#### EXTRACT PROVIDED
Anonymity vs. Agile maturity... (vs?)
Does anonymity play any role in agile teams? Even more, can we pretend to pursue a mature agile environment when members of the team are afraid to take ownership of their opinions? Let's think of a few tips to evolve into trust and self-confidence on agile teams.
What makes a grown up team? Tough question! Think about it. It’s already pretty hard to measure maturity on people, even tougher would be to do it on groups of people, wouldn’t it? Well, not really. There are several indicators that can help answering such question, and though most of them rely on subjectiveness, they can show us more or less the level of maturity an agile team has.
The concept of Agile Maturity has been questioned on the last few years by both authors and tool developers, but bear with me on this subject just for the sake of understanding this controversy I'm raising and want to debate upon. When attending the concept of Agile Maturity or, say, the level of agile-ness a team has achieved, most authors (i.e. Balbes, Wolpers) rely on one, a few, or all the following aspects:
- Delivery - Regarding sustainable pace, value, simplicity, frequency and technical excellence.
########
SHORT EXERCISE 1 ->
Rewrite everything in the records from the line containing "Find the brown" down to the end of the records as a JSON list of strings, one string per line, with blank lines skipped and the pictures left out.
#### INFORMATION SHOWN
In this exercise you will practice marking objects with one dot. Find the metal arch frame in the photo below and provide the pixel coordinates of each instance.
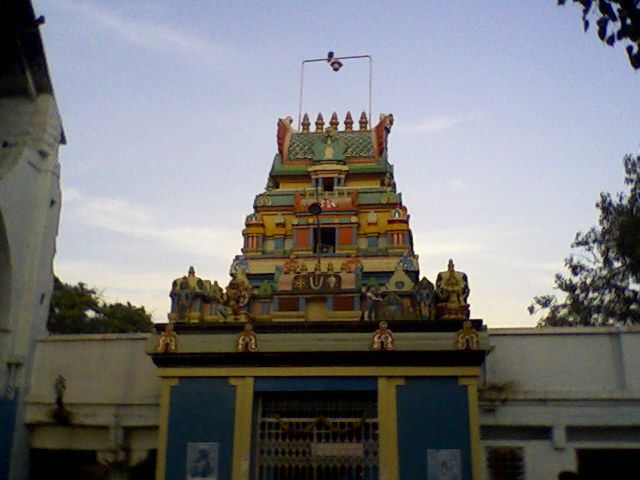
(313, 60)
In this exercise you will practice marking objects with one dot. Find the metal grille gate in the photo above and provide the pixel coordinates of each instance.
(317, 436)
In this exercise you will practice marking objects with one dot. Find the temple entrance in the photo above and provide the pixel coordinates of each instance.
(316, 436)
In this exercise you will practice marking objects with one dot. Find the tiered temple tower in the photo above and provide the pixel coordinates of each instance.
(326, 356)
(328, 239)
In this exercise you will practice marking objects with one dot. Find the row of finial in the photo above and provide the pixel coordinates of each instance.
(333, 123)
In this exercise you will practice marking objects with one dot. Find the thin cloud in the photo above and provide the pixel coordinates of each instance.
(128, 219)
(155, 36)
(445, 122)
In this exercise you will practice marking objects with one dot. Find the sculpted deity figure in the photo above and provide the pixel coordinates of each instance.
(383, 338)
(168, 340)
(350, 264)
(291, 265)
(425, 295)
(237, 295)
(372, 299)
(247, 340)
(452, 290)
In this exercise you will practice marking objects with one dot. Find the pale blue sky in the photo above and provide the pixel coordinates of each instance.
(509, 121)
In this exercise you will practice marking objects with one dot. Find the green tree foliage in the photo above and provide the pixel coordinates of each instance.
(616, 20)
(80, 309)
(602, 285)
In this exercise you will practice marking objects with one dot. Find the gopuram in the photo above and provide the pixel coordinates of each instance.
(325, 355)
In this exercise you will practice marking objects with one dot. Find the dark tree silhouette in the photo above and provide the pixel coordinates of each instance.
(80, 309)
(617, 20)
(602, 286)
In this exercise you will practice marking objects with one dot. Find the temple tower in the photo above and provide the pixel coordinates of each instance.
(326, 355)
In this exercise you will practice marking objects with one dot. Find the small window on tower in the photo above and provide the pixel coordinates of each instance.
(327, 240)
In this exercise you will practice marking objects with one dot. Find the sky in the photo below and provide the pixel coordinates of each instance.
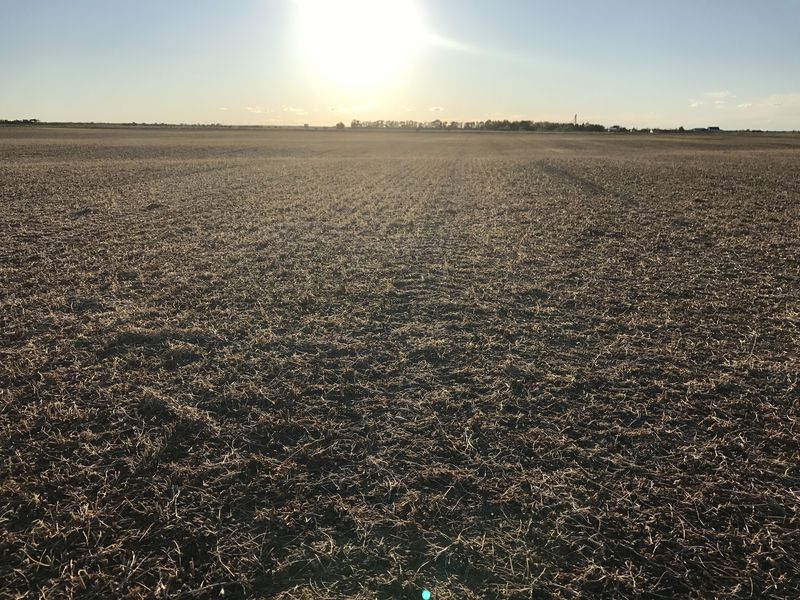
(638, 63)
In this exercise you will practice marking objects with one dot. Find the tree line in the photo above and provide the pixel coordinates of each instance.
(488, 125)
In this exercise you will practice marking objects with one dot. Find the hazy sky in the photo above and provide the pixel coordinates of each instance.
(731, 63)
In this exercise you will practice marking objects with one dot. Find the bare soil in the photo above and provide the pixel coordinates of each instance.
(287, 364)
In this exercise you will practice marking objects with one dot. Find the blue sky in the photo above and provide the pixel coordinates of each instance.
(642, 63)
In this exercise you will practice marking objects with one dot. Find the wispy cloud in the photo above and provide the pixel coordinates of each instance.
(720, 95)
(350, 109)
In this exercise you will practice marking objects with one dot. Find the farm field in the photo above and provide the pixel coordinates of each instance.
(297, 364)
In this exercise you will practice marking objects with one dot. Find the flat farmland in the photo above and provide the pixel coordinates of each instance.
(298, 364)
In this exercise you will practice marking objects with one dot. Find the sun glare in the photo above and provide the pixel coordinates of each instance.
(360, 43)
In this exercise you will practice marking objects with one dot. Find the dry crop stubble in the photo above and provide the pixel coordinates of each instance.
(291, 364)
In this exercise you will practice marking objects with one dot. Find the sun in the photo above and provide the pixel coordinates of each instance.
(359, 43)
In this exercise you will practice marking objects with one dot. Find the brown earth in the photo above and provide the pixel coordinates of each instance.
(353, 364)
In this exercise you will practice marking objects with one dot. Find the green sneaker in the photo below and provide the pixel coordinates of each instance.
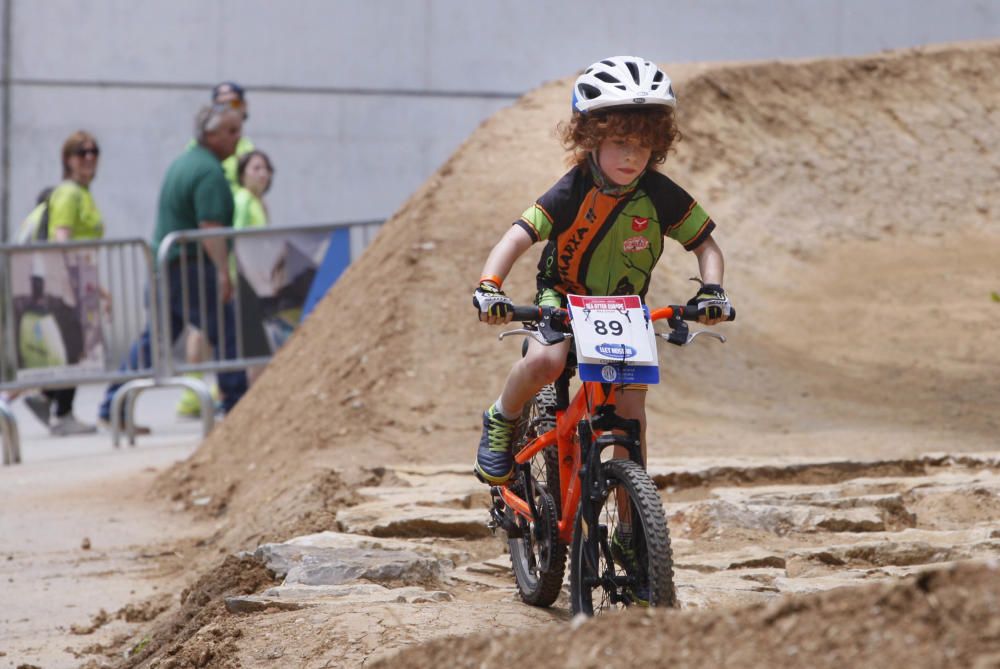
########
SHORT EXERCISE 2 ->
Pick up the piece on anonymity and agile team maturity where it stops, and keep writing.

FINAL RESULT 1 ->
[
  "In this exercise you will practice marking objects with one dot. Find the brown earth in the photo above and provide the pixel coordinates of each instance.",
  "(353, 364)",
  "In this exercise you will practice marking objects with one dot. Find the green sneaker in the photo below and provide the pixel coordinates of each instance."
]

FINAL RESULT 2 ->
- Organization - Collaboration, communication, self-organization.
- Change - Adaptation, continuous improvement, metrics.
And that’s ok. That covers pretty much everything we need to be acknowledged as a mature agile team by the book. And we can find plenty of documentation on this (like this one). Nevertheless, I want to raise another aspect, which I think is the cornerstone of any mature organization, and even takes more importance when we aim to become a grown up agile team. I'm talking about Trust.
Trust me. I'm famous.
To be fair, some authors have dug into this previously. However, their insights were more on the client <-> dev team relationship. Does the client really trust the developers are doing their job? Do they really understand this is not just a 5-minute task but a complex 5-points-1-week-2-devs job? Or are they just playing along while waiting for the meet to end to browse for faster less lazy companies?
Anyway, the trust I’m talking about is the one we get within the team, and that’s not something you can easily find online.
So, let’s paint a pretty common scenario: Sprint retrospective. 3 years old team. Dealing with the sprint to sprint issues and glitches. Stakes are high. Holidays seasons approaching. Time to talk about the ups and downs of the previous 2 weeks. It’s actually the downs that worries you. Apparently acceptance testing is lagging behind. The PO has been kind of absent for a couple of weeks. Who’s to say what’s on his mind but it’s really getting out of hand. PRs start to stack up. Board is getting messy. Someone has to say something.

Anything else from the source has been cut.